● **Entries shown**:
*****

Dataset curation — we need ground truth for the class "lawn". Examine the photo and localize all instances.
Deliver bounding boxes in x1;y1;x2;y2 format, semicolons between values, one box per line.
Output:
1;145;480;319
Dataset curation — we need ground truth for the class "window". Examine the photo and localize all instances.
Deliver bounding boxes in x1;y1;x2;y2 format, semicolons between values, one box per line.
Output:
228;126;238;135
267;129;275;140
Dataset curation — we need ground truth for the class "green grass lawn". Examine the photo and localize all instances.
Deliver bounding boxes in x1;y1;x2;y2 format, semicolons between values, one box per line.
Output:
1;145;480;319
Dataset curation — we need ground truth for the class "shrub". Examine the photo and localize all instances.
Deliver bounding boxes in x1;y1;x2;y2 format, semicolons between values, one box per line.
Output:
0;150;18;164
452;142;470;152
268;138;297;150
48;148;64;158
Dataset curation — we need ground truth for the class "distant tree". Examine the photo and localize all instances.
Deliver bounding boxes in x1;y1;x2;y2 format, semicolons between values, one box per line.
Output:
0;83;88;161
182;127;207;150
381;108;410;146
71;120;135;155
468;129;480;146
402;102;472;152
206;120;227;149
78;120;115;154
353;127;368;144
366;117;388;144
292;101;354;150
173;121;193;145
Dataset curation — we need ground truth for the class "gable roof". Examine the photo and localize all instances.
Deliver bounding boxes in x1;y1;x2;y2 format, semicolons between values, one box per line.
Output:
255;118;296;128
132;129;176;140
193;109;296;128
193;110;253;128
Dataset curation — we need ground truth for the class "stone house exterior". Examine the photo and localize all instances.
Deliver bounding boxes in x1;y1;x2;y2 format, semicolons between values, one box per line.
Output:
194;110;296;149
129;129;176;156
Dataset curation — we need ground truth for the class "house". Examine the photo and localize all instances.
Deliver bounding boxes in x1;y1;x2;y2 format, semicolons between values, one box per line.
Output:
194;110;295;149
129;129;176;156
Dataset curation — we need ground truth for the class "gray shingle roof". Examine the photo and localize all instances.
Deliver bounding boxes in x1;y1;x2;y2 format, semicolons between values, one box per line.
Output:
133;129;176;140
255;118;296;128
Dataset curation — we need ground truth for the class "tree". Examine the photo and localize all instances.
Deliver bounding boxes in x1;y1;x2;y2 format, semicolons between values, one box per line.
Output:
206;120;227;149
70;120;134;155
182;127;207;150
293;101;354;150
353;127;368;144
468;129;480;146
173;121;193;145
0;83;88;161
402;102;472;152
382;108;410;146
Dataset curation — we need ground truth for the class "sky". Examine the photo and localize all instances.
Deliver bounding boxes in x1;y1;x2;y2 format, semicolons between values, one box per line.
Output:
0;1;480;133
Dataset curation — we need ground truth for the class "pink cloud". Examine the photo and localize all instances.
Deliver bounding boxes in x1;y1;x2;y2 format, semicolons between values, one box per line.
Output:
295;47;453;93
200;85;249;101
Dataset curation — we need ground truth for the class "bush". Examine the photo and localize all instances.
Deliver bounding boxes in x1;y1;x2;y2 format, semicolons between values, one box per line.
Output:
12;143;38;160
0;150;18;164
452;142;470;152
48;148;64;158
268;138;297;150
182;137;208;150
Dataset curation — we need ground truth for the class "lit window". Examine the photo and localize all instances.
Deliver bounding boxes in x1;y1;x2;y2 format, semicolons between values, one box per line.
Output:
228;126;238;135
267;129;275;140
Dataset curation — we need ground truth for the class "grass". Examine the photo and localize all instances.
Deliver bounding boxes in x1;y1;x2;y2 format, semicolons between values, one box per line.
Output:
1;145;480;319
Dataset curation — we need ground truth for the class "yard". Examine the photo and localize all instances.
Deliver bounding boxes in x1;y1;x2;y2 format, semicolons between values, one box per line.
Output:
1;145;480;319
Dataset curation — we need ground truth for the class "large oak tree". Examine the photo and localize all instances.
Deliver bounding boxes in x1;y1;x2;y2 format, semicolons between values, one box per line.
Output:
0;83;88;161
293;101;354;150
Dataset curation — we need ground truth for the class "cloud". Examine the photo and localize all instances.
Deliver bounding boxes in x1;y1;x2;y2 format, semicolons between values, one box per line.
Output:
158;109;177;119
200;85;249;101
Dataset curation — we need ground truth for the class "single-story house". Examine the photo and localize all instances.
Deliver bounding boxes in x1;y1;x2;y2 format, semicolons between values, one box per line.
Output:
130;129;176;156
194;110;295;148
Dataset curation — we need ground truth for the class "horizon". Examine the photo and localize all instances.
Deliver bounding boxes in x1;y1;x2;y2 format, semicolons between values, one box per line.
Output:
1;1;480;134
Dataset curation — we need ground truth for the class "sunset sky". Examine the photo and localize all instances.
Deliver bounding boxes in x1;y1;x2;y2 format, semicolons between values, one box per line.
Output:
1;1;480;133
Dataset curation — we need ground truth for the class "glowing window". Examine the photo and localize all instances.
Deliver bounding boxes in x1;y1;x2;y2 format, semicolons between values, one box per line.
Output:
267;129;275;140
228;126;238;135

*****

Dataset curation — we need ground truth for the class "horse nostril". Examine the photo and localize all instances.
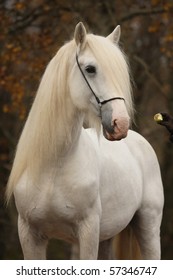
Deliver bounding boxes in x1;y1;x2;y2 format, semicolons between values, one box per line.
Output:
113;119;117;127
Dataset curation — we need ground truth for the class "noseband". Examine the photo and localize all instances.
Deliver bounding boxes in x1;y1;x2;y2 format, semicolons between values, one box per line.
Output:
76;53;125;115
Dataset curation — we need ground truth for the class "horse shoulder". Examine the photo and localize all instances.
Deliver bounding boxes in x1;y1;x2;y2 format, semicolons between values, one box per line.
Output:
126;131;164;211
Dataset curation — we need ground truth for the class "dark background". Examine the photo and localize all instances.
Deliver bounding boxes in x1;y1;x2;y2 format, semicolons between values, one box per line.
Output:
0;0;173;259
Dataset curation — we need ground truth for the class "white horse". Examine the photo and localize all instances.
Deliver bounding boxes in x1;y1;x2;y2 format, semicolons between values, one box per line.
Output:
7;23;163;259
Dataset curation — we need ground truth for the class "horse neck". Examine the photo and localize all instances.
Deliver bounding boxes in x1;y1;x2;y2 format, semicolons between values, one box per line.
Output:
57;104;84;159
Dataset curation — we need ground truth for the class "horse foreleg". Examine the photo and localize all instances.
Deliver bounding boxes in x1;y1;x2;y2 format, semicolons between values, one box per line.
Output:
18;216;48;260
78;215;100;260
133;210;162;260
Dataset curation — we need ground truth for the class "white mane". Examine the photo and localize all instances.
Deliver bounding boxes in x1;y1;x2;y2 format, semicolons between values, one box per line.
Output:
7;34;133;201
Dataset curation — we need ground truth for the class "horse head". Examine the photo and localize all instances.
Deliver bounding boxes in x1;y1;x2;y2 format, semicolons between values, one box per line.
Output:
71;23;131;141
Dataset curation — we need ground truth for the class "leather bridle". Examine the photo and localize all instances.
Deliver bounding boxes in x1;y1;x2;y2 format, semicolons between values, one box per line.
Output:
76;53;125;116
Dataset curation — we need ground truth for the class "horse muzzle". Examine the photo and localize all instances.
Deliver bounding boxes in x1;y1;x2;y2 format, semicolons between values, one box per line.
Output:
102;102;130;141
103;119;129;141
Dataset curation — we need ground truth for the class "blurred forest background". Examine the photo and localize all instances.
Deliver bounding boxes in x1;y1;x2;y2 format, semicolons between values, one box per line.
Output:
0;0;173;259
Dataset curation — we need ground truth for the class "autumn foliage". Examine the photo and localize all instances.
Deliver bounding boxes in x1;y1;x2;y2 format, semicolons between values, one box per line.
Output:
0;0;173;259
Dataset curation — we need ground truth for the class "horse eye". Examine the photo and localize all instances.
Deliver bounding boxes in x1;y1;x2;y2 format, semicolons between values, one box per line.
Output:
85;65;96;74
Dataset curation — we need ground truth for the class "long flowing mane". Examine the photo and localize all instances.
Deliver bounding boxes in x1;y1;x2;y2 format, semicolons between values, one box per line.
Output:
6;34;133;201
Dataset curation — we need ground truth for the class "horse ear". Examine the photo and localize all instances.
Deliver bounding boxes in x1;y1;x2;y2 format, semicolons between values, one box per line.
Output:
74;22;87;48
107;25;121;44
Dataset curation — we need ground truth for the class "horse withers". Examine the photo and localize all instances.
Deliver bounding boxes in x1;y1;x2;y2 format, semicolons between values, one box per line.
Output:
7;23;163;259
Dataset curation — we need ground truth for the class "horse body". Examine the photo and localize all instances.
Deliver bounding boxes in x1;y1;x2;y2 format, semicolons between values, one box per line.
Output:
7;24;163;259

*****

From the material above, extract every line that contains the string "mane", matching case exactly.

● **Task result**:
Dataset curation — we need ground truth for the class "white mane". Examine the photo and localize all instances.
Dataset curation — we need ground truth for the class "long flowing mane". Examine the photo and localize all instances.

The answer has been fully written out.